____ Passage shown

Tuesday, June 17, 2014

Review: When We Team Up - "To Where Mustangs Roam" EP

Release InfoWhen We Team Up - To Where Mustangs Roam EP
Release Date: June 17th, 2014
Record Label: Unsigned
Download: Digital

Portland, OR's When We Team Up have successfully secured the title of "most productive act" thus far into 2014, having already followed up March’s From Where Monsters Come EP with a successor effort, To Where Mustangs Roam, after a mere three months.

The opener and first single, “I Got You Something”, stands as a return to form, resembling the sonical incarnation of the band that was evident on January 2013’s Not For Me, But For My Friends and yards away from the melodic hardcore-influenced From Where Monsters Come.

“I Got You Something” displays When We Team Up miles ahead of the little brother of Not For Me, But For My Friends, where the band glimmers in a coating of a warmer quality of production as well as a technical potency. When We Team Up dust off the utensils utilized to form a classic breakdown and do so in the manner of veterans.

________
____ Provided material

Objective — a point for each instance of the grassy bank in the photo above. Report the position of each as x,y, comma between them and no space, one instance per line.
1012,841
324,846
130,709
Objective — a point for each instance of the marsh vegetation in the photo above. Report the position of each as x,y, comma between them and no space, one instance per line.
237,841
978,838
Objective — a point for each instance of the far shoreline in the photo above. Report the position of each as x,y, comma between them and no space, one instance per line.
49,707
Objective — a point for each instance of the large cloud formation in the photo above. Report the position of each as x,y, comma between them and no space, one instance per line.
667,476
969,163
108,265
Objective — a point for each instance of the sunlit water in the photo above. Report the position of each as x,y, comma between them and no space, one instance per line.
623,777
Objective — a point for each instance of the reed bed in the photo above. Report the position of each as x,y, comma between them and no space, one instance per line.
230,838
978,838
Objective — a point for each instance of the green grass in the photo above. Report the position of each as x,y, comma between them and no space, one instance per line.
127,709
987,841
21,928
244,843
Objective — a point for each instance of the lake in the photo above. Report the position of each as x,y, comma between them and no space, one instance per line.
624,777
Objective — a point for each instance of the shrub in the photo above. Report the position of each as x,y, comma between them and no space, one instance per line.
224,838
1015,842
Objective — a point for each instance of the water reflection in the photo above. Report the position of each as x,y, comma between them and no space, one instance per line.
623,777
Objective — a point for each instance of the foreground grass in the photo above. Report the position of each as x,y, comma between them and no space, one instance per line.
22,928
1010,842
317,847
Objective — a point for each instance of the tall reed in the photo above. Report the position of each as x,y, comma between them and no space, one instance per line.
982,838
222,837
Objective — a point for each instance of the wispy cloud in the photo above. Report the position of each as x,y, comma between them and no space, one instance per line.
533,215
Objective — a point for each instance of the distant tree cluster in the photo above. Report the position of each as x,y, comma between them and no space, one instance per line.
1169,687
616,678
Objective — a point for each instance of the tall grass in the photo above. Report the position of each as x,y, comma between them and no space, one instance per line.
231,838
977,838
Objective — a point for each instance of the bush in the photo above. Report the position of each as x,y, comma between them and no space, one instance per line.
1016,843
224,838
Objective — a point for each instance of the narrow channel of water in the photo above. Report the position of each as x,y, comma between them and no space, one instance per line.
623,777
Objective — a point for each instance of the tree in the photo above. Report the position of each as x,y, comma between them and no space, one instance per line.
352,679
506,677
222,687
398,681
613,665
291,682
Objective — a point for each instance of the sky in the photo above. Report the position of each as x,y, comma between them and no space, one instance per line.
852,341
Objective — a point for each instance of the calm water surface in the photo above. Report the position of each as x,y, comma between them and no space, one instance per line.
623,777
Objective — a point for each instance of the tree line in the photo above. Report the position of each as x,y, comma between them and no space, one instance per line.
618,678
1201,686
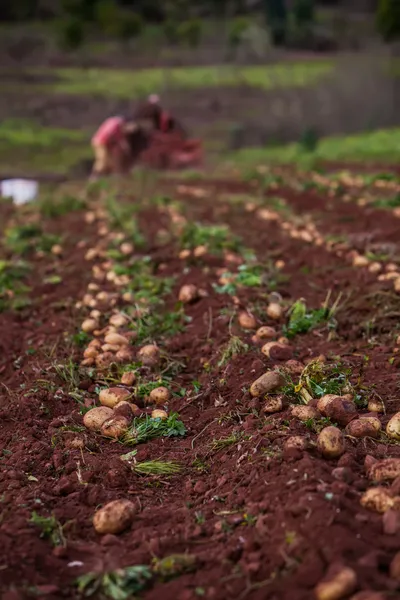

________

→ Your goal: Reproduce the entire review of the When We Team Up EP above, word for word and with nothing changed.

→ Exercise result:
Tuesday, June 17, 2014

Review: When We Team Up - "To Where Mustangs Roam" EP

Release InfoWhen We Team Up - To Where Mustangs Roam EP
Release Date: June 17th, 2014
Record Label: Unsigned
Download: Digital

Portland, OR's When We Team Up have successfully secured the title of "most productive act" thus far into 2014, having already followed up March’s From Where Monsters Come EP with a successor effort, To Where Mustangs Roam, after a mere three months.

The opener and first single, “I Got You Something”, stands as a return to form, resembling the sonical incarnation of the band that was evident on January 2013’s Not For Me, But For My Friends and yards away from the melodic hardcore-influenced From Where Monsters Come.

“I Got You Something” displays When We Team Up miles ahead of the little brother of Not For Me, But For My Friends, where the band glimmers in a coating of a warmer quality of production as well as a technical potency. When We Team Up dust off the utensils utilized to form a classic breakdown and do so in the manner of veterans.